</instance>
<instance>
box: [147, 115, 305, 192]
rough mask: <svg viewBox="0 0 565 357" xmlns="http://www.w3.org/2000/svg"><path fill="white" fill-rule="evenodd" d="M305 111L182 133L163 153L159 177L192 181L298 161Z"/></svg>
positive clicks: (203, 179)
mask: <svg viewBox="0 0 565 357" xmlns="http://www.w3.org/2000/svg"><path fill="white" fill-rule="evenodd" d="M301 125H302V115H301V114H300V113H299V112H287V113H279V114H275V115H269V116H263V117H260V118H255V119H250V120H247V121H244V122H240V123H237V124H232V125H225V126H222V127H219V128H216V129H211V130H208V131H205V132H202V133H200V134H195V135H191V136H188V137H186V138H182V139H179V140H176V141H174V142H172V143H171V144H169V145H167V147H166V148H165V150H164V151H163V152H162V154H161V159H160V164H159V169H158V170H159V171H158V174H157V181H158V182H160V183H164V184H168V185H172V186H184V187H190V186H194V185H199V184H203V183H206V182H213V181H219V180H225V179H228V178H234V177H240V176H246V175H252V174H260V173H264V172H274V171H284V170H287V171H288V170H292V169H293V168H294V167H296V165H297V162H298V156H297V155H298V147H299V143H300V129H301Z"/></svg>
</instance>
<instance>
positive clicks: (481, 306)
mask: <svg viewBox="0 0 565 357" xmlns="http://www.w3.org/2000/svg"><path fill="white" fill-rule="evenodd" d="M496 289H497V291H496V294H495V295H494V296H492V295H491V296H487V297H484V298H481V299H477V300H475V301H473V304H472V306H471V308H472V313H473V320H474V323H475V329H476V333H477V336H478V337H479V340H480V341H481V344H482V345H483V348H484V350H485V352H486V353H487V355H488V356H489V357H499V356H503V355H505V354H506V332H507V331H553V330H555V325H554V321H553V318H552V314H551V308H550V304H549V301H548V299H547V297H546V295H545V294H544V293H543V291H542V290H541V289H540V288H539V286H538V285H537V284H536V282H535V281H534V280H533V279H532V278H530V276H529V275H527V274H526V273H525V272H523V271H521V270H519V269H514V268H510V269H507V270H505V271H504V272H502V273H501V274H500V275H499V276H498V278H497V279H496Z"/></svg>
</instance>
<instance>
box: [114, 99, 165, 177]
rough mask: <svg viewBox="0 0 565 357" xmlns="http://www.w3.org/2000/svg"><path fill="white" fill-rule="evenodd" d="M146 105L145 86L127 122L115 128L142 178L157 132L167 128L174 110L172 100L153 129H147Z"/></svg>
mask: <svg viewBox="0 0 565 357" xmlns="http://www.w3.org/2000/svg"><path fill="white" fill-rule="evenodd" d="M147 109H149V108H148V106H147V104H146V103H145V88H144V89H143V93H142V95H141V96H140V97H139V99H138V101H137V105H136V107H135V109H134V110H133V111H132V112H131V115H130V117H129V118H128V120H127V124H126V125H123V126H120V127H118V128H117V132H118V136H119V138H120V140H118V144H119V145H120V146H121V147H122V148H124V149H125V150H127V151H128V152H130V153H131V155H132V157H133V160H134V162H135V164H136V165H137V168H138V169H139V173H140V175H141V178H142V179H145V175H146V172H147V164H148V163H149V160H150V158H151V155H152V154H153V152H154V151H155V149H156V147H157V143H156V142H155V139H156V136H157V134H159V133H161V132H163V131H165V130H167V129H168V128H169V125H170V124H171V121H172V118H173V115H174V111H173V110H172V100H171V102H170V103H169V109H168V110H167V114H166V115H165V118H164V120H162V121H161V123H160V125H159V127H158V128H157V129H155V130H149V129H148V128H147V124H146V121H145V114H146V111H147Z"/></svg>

# # # # # # #

上の資料を最初から最後まで、一字一句変えずに書き写しなさい。

課題の回答 —
</instance>
<instance>
box: [147, 115, 305, 192]
rough mask: <svg viewBox="0 0 565 357" xmlns="http://www.w3.org/2000/svg"><path fill="white" fill-rule="evenodd" d="M305 111L182 133L163 153L159 177L192 181L298 161Z"/></svg>
positive clicks: (203, 179)
mask: <svg viewBox="0 0 565 357" xmlns="http://www.w3.org/2000/svg"><path fill="white" fill-rule="evenodd" d="M301 125H302V115H301V114H300V113H299V112H287V113H279V114H275V115H269V116H263V117H260V118H255V119H250V120H247V121H244V122H240V123H237V124H232V125H225V126H222V127H219V128H216V129H211V130H208V131H205V132H202V133H200V134H195V135H191V136H188V137H186V138H182V139H179V140H176V141H174V142H172V143H171V144H169V145H167V147H166V148H165V150H164V151H163V152H162V154H161V159H160V164H159V169H158V170H159V171H158V174H157V181H158V182H160V183H164V184H168V185H172V186H184V187H190V186H194V185H199V184H203V183H206V182H213V181H219V180H225V179H228V178H234V177H240V176H246V175H252V174H260V173H264V172H274V171H284V170H287V171H288V170H292V169H293V168H294V167H296V165H297V162H298V156H297V155H298V147H299V143H300V129H301Z"/></svg>
</instance>
<instance>
positive clicks: (481, 306)
mask: <svg viewBox="0 0 565 357" xmlns="http://www.w3.org/2000/svg"><path fill="white" fill-rule="evenodd" d="M496 289H497V291H496V294H495V295H494V296H492V295H491V296H487V297H484V298H481V299H477V300H475V301H473V304H472V306H471V308H472V313H473V320H474V323H475V329H476V333H477V336H478V337H479V340H480V341H481V344H482V345H483V348H484V350H485V352H486V353H487V355H488V356H489V357H499V356H503V355H505V354H506V332H507V331H553V330H555V325H554V321H553V318H552V314H551V308H550V304H549V301H548V299H547V297H546V295H545V294H544V293H543V291H542V290H541V289H540V288H539V286H538V285H537V284H536V282H535V281H534V280H533V279H532V278H530V276H529V275H527V274H526V273H525V272H523V271H521V270H519V269H514V268H510V269H507V270H505V271H504V272H502V273H501V274H500V275H499V276H498V278H497V279H496Z"/></svg>
</instance>
<instance>
box: [114, 99, 165, 177]
rough mask: <svg viewBox="0 0 565 357" xmlns="http://www.w3.org/2000/svg"><path fill="white" fill-rule="evenodd" d="M146 105L145 86L127 122L115 128L142 178L157 132L167 128L174 110L172 100L153 129H147Z"/></svg>
mask: <svg viewBox="0 0 565 357" xmlns="http://www.w3.org/2000/svg"><path fill="white" fill-rule="evenodd" d="M147 109H149V108H148V106H147V104H146V103H145V88H144V89H143V93H142V95H141V96H140V97H139V99H138V101H137V105H136V107H135V109H134V110H133V111H132V112H131V115H130V117H129V118H128V120H127V124H126V125H123V126H120V127H118V128H117V132H118V136H119V138H120V140H118V144H119V145H120V146H121V147H122V148H124V149H125V150H127V151H128V152H130V153H131V155H132V157H133V160H134V162H135V164H136V165H137V168H138V169H139V173H140V175H141V178H142V179H145V175H146V172H147V164H148V163H149V160H150V158H151V155H152V154H153V152H154V151H155V149H156V147H157V143H156V142H155V139H156V136H157V134H159V133H161V132H163V131H165V130H167V129H168V128H169V125H170V124H171V121H172V118H173V115H174V111H173V110H172V100H171V102H170V103H169V109H168V110H167V114H166V115H165V118H164V120H162V121H161V123H160V125H159V127H158V128H157V129H155V130H149V129H148V128H147V124H146V121H145V114H146V111H147Z"/></svg>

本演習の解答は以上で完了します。